*What you have to do*. Reproduce the items below verbatim, starting at the first line and stopping after the line that contains "[55,393,324,640]", with that line included.

== The records ==

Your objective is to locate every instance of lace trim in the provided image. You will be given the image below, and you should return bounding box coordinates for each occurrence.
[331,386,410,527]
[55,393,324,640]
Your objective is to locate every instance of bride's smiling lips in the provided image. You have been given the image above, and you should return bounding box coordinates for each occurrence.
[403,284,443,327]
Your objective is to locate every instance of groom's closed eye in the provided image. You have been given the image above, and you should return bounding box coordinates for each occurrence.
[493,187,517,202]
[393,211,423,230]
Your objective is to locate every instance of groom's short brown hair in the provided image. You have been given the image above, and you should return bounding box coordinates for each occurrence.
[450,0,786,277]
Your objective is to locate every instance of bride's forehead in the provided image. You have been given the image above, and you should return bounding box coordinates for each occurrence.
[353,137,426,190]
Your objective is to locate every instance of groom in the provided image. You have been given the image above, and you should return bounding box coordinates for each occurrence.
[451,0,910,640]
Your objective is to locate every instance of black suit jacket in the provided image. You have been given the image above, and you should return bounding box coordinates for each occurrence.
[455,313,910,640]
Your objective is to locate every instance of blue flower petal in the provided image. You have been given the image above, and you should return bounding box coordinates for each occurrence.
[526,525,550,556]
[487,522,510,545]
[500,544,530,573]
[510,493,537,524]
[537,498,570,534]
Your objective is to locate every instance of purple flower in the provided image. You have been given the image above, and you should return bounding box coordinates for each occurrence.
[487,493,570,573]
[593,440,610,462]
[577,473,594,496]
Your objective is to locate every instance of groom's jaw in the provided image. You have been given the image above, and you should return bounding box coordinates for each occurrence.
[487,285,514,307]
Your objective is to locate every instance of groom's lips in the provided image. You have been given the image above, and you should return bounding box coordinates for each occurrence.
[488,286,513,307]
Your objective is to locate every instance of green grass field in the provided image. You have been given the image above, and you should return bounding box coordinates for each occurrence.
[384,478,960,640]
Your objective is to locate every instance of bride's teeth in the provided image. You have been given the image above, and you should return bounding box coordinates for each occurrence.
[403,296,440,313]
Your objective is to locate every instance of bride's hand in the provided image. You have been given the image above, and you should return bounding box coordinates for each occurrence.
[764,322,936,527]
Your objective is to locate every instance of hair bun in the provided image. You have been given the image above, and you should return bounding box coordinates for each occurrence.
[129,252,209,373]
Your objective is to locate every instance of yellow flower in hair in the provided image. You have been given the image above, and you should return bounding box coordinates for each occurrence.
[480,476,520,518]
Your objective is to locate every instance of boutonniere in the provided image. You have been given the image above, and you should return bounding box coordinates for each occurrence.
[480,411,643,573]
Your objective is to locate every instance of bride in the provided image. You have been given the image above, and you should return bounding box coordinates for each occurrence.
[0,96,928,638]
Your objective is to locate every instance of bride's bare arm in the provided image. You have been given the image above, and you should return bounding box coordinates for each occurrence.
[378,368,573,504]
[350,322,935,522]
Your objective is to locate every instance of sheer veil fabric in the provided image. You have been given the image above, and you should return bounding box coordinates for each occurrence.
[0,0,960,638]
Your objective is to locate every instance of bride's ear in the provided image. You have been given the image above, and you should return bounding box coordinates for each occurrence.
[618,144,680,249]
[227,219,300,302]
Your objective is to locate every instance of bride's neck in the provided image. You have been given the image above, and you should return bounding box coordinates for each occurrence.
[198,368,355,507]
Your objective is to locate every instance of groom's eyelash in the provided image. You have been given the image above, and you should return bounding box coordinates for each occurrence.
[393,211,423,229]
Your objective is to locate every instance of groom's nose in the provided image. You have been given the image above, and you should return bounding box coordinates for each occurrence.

===

*Reply to the exercise*.
Your objective is to locate every instance of lace trim in the provided image. You will be given the image below, and you should return bounding box coordinates for each occurrence.
[331,386,410,527]
[55,393,324,640]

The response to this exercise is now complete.